* **Stated problem**:
Say whether each statement agrees with the Toronto vs. Chicago food comparison. Answer yes or no and quote the deciding words from the comparison. 1. The Toronto Acadia serves Lowcountry cooking. 2. Pearson's food beats O'Hare's. 3. Colborne Lane has given up on modernist cooking.

* **Quoted passage**:
################

Toronto vs. Chicago: Acadias, airport food and pizza edition

Toronto vs. Chicago: Acadias, airport food and pizza edition

After hearing that Chicago is crazy jealous of Toronto’s annual Luminato festival—and the international tourists it attracts—we got to wondering how Hogtown really stacks up against its similarly sized cousin. We looked at everything from restaurants named Acadia to notable rich guys to talk show hosts extraordinaire (and a whole bunch of other admittedly arbitrary categories). Here’s how the two cities compare in matters gustatory.

1. Restaurants named Acadia that opened last year: Acadia vs. Acadia
Two restaurants named Acadia opened last year: the Toronto version starred Matt Blondin (until he left) and Scott Selland, and serves haute versions of Lowcountry cooking in a casual Little Italy room; the Chicago version also brings fine dining touches to a more casual space in a neighbourhood not known for great food. Both were critically lauded. Winner: We’re calling this one a tie. (Oh, and coming soon to Chicago: a restaurant called Grace. Copycats.)

2. Airport food: Pearson vs. O’Hare
Sure, O’Hare might be a monstrosity of an airport and a frequent flyer’s nightmare—but the food kicks Pearson (and for that matter Billy Bishop) to the curb any day. Heck, Rick Bayless’s Tortas Frontera alone is better than a good many non-airport Mexican restaurants in Toronto (it even lists the sourcing for all their ingredients on a chalkboard! In an airport!). Still, the recently announced new dining options at YYZ hold out some hope for the future—as long as they’re not egregiously expensive. Winner: Chicago

3. Modernist cooking: Colborne Lane vs. Alinea, Next and L20
Yes, we had to go there. There are many reasons to get excited about Toronto’s food scene, but cutting edge cooking is not one of them. While some chefs might bravely add a foam here or a shard there, and while Colborne Lane still tries to fight the good fight that C5 gave up on, Toronto restaurants don’t play in the same league as the culinary laboratories of Alinea, Next or L20. (Of course, to the many detractors of molecular gastronomy, this would be a good thing.) Winner: Chicago.

################

* **Data extract**:
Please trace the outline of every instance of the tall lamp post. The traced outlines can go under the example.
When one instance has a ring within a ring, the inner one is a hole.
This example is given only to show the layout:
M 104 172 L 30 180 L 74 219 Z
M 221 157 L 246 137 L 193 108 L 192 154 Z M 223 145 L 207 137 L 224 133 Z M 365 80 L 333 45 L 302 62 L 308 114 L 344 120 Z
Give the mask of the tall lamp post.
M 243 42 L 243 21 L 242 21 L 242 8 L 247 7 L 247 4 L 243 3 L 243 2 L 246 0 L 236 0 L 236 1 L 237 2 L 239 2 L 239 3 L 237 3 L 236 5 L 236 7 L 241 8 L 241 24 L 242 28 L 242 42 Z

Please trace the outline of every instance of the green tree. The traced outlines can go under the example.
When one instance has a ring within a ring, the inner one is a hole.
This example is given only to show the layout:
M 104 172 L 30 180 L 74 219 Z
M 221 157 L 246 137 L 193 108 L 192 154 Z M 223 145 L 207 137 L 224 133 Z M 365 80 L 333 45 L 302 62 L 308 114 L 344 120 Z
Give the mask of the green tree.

################

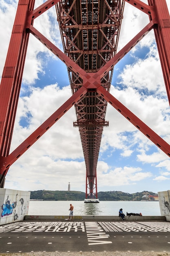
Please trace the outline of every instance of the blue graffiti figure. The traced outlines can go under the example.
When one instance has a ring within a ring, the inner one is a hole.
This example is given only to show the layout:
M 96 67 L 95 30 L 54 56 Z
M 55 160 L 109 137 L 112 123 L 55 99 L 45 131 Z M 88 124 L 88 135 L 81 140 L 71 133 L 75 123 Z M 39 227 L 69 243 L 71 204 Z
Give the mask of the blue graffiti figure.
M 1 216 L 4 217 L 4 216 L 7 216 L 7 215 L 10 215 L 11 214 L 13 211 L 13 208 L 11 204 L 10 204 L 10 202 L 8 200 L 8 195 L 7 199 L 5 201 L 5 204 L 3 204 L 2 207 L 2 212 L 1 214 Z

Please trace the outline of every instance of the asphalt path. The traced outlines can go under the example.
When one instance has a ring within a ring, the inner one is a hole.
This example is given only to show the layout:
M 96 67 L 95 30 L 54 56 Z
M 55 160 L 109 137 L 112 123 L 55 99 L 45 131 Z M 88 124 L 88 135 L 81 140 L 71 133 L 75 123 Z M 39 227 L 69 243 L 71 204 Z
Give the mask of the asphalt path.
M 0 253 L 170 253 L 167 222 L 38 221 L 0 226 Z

################

* **Exercise response**:
1. Yes: "serves haute versions of Lowcountry cooking in a casual Little Italy room"
2. No: "the food kicks Pearson (and for that matter Billy Bishop) to the curb any day"
3. No: "Colborne Lane still tries to fight the good fight that C5 gave up on"